*** Opening of Provided text ***

Like with many stars before him – such as Elton John and Johnny Cash – Matthew Perry came to the realisation that fame did not bring him ultimate happiness. Plus, the need to go on set and play funny Chandler every day, gave him an astonishing amount of pressure. In 2000, Perry was hospitalized for alcohol-related pancreatitis. As a result, he began detoxing during the filming at the end of that year, which is why his appearance changed drastically between series 6 and 7.
What then ensued was years of attempted recovery and detox, followed by a return to substance abuse. In fact, the actor himself has admitted to not really remembering the filming of much of Friends, simply due to how out of it he was. However, after the end of Friends, Perry seemed to be doing better at points. But the substance abuse had done its damage and at the age of 49 he suffered a near-death experience. His colon burst due to opioid overuse – including the likes of oxycontin – and he was given a 2% chance to live. However, he survived and swore to never have to use a colostomy bag again. Over the years, Perry has apparently spent around $9 million on his sobriety and at the age of 53 he is now proudly 18 months sober.

*** Close of Provided text ***

Output the part of the passage about Matthew Perry from "Like with many" to "series 6 and 7.", word for word. The data below has nothing to do with this passage.

*** Opening of Record extracts ***

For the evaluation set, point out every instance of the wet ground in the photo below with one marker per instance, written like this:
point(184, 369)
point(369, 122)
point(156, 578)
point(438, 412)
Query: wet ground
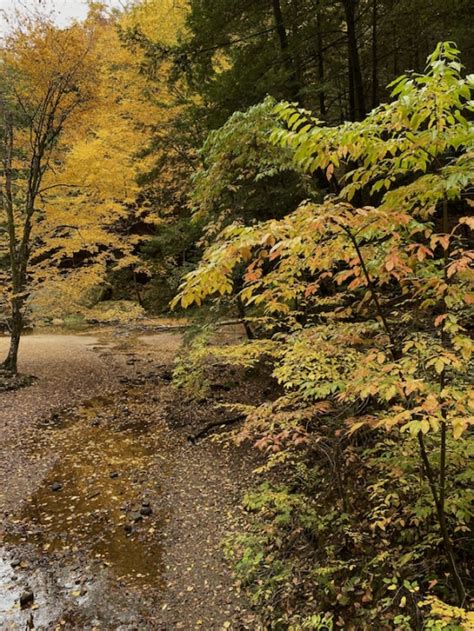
point(122, 529)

*** Close of Record extracts ***

### Answer space
Like with many stars before him – such as Elton John and Johnny Cash – Matthew Perry came to the realisation that fame did not bring him ultimate happiness. Plus, the need to go on set and play funny Chandler every day, gave him an astonishing amount of pressure. In 2000, Perry was hospitalized for alcohol-related pancreatitis. As a result, he began detoxing during the filming at the end of that year, which is why his appearance changed drastically between series 6 and 7.